Excerpts from a dataset ▸
--- --- ---
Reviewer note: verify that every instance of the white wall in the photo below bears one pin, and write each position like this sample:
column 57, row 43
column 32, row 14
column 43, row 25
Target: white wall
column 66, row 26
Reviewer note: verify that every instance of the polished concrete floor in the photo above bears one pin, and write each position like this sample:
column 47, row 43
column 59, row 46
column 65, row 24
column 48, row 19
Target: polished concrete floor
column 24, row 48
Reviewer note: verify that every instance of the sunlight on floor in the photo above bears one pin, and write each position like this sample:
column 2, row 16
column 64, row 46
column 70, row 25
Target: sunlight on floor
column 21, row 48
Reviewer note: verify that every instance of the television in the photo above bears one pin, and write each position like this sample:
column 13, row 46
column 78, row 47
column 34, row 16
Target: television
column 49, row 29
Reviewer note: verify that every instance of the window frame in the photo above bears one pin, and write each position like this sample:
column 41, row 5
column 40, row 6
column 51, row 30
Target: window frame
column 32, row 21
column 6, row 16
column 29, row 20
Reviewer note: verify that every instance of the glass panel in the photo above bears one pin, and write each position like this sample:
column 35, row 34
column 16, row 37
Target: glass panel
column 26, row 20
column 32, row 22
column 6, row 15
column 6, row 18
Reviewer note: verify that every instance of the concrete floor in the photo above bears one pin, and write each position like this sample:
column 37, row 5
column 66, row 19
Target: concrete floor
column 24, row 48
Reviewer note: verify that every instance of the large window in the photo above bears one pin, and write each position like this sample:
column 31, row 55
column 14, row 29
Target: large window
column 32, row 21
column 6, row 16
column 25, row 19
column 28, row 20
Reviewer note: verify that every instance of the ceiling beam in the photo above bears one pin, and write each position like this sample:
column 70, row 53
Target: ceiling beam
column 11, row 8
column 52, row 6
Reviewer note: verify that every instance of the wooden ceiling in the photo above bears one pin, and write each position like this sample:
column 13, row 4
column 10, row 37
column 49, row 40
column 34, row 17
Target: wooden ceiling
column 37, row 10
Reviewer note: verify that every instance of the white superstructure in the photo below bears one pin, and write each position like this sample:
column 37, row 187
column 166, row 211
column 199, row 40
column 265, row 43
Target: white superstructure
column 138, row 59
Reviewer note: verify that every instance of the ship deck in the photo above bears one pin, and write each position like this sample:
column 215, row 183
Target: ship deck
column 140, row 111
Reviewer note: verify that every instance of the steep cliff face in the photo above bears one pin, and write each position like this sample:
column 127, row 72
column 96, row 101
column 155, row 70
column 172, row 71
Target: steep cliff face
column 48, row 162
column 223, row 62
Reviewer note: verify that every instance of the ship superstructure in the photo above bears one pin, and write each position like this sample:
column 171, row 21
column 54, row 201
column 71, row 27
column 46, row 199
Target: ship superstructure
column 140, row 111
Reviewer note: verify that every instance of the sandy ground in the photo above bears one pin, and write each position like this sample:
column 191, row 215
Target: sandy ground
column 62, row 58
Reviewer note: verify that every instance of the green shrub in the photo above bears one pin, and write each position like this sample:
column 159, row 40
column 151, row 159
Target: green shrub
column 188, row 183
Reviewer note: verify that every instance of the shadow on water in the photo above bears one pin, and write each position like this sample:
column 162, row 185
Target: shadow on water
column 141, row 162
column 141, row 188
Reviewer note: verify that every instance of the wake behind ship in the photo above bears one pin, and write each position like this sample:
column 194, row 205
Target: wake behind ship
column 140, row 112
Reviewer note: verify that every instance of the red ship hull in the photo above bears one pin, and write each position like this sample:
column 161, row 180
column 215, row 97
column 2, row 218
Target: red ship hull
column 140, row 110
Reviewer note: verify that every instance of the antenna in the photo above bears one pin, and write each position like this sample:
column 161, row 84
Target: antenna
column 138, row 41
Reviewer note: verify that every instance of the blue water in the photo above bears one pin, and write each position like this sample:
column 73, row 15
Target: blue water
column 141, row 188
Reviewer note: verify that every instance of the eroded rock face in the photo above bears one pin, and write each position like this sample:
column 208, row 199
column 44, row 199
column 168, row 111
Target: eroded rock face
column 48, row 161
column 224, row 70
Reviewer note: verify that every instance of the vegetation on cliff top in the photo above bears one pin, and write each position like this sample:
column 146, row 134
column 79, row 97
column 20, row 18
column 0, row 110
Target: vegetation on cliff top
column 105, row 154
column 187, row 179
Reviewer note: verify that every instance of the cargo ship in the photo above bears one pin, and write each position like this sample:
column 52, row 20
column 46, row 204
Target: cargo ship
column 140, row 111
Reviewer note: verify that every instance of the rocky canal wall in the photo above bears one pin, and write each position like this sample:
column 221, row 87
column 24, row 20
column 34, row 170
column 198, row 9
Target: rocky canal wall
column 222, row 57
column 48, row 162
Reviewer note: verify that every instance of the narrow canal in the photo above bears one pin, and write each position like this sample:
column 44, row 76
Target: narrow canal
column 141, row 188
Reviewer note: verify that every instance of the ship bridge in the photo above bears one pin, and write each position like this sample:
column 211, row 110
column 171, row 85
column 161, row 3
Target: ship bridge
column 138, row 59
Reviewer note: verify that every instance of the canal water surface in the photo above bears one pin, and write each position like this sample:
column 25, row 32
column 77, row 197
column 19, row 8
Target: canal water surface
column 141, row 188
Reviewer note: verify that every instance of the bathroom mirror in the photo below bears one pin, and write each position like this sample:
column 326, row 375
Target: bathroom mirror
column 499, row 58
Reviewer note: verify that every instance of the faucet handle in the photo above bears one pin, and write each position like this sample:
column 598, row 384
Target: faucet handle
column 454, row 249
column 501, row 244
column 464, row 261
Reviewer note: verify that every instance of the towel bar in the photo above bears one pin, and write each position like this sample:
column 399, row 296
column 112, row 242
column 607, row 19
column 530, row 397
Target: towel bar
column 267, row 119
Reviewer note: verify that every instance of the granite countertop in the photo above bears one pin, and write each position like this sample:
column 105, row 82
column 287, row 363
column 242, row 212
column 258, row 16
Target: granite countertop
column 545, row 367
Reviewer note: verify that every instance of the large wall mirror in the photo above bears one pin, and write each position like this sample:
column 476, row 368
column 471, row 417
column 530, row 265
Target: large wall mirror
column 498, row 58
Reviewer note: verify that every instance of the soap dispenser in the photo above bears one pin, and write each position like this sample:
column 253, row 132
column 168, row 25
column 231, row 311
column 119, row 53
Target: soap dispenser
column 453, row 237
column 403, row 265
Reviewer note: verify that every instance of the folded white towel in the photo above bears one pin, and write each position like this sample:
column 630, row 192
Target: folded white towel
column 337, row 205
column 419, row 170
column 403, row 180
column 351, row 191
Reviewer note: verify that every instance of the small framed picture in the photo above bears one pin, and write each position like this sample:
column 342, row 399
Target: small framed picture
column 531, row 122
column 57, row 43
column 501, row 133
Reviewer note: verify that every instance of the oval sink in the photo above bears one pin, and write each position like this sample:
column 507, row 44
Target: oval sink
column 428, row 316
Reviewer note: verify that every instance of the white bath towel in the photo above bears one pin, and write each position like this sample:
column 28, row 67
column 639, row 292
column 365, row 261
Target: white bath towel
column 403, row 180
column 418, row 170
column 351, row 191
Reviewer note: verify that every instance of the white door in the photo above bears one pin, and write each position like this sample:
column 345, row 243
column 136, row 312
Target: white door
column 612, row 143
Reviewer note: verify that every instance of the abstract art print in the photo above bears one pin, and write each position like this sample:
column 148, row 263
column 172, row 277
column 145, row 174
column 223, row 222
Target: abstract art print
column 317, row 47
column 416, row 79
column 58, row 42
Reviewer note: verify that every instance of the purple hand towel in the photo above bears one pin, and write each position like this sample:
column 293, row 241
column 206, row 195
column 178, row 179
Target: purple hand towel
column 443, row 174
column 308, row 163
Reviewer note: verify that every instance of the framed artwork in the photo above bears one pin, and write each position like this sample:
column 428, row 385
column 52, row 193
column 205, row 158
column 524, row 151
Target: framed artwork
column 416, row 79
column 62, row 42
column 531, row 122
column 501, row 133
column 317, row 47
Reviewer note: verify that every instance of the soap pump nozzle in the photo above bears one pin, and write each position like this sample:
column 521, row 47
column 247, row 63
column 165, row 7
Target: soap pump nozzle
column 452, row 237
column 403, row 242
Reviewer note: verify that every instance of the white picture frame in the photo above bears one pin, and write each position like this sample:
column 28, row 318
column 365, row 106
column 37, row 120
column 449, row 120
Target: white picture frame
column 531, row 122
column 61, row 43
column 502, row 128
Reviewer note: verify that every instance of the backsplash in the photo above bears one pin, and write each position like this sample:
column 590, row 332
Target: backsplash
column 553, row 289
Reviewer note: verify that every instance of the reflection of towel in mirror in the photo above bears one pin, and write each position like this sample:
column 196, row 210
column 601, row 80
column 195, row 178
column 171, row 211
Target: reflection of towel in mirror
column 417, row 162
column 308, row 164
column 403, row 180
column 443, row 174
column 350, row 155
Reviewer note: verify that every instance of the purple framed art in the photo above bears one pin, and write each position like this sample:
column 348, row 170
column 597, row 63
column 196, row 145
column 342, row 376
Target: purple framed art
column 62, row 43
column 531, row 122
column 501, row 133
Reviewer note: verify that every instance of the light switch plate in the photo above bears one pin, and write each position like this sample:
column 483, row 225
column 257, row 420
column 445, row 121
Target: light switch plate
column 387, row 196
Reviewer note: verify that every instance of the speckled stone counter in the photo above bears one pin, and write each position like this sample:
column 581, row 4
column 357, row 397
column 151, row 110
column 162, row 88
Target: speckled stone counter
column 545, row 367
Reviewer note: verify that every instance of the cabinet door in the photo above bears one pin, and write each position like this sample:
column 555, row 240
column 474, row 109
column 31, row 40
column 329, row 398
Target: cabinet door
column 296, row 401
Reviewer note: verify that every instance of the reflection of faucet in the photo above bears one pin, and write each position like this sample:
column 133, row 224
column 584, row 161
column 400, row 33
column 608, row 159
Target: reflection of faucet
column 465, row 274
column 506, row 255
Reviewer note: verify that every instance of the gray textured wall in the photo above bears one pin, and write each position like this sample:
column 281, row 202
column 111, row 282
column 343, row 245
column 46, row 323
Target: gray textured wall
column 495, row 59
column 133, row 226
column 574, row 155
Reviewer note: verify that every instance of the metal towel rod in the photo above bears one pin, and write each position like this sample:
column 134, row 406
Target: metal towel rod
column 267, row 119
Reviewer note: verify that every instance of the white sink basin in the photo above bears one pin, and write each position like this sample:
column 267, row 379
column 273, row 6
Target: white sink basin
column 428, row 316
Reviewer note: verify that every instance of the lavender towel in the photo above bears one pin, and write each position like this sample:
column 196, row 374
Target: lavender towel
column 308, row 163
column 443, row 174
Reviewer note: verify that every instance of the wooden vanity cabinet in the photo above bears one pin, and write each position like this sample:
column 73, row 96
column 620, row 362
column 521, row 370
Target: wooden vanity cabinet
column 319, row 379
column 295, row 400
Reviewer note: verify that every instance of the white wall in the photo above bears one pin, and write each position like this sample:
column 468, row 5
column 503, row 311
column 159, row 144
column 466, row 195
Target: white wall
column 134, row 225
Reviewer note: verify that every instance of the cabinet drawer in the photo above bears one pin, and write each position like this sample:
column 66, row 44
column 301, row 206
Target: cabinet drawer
--- --- ---
Work item ▸
A single figure is the whole answer here: the number of lines in the records above that include "below".

Worked solution ▸
3